[EXERCISE PROMPT]
In the records below, find the line containing "the red tiled" and the later line containing "of the overcast". Give everything from the first down to the second, both included, as a JSON list of strings with one string per line and blank lines left out.

[RECORDS TO PROCESS]
————

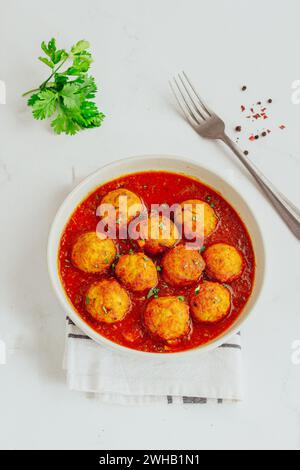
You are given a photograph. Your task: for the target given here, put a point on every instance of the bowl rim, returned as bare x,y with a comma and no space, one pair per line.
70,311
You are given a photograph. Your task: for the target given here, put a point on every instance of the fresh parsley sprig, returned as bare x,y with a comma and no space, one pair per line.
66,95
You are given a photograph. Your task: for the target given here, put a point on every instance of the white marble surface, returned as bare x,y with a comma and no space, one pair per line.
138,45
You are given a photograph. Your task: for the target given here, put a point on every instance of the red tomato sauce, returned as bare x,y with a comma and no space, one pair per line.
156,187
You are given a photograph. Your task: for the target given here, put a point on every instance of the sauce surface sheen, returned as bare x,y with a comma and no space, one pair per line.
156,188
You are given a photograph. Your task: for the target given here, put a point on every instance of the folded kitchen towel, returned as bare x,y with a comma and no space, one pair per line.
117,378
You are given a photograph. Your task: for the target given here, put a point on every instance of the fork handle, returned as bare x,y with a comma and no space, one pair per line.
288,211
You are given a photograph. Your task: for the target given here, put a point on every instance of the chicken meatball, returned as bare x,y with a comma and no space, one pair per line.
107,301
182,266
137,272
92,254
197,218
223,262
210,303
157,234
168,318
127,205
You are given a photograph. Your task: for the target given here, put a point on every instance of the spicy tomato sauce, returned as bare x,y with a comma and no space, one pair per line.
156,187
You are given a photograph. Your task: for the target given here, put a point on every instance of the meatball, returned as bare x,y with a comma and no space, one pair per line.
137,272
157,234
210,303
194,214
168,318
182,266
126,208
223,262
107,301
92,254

————

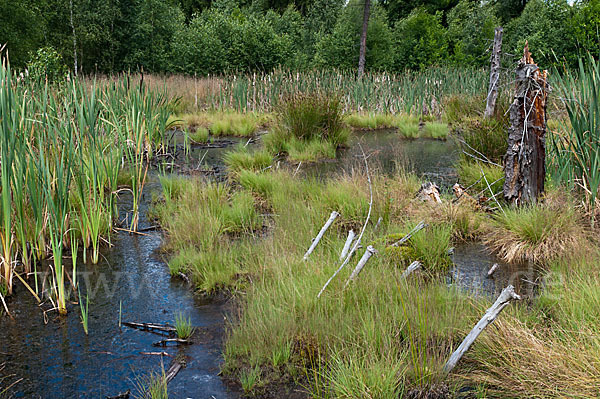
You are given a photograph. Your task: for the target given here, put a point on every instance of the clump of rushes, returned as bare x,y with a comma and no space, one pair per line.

————

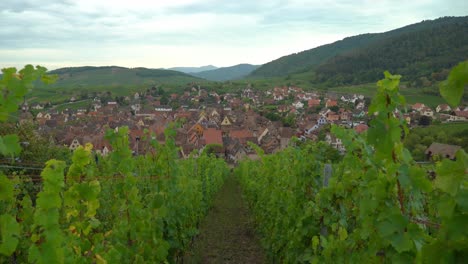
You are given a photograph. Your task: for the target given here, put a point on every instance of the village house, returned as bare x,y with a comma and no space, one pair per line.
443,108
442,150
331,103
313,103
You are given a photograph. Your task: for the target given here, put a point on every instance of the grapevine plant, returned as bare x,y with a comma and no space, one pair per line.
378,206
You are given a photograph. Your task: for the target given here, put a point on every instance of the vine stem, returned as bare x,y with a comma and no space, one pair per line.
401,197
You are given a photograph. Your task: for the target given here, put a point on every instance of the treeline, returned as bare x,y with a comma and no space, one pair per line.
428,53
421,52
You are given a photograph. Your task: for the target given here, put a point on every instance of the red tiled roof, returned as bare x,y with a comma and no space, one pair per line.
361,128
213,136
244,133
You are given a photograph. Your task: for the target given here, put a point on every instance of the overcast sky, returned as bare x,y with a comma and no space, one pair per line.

————

[WRITTEN RESPONSE]
[
  "You are given a photograph. Your task: for the target given here, put a point on every instance of the red tiled roof, returned as bare x,y with a comma and no space, one pair per line.",
  "361,128",
  "213,136",
  "244,133",
  "You are given a photograph. Your task: for the target given here, put a point on every instance of the overcast sky, returned as bare x,y with a comma and no space, one pair per line."
]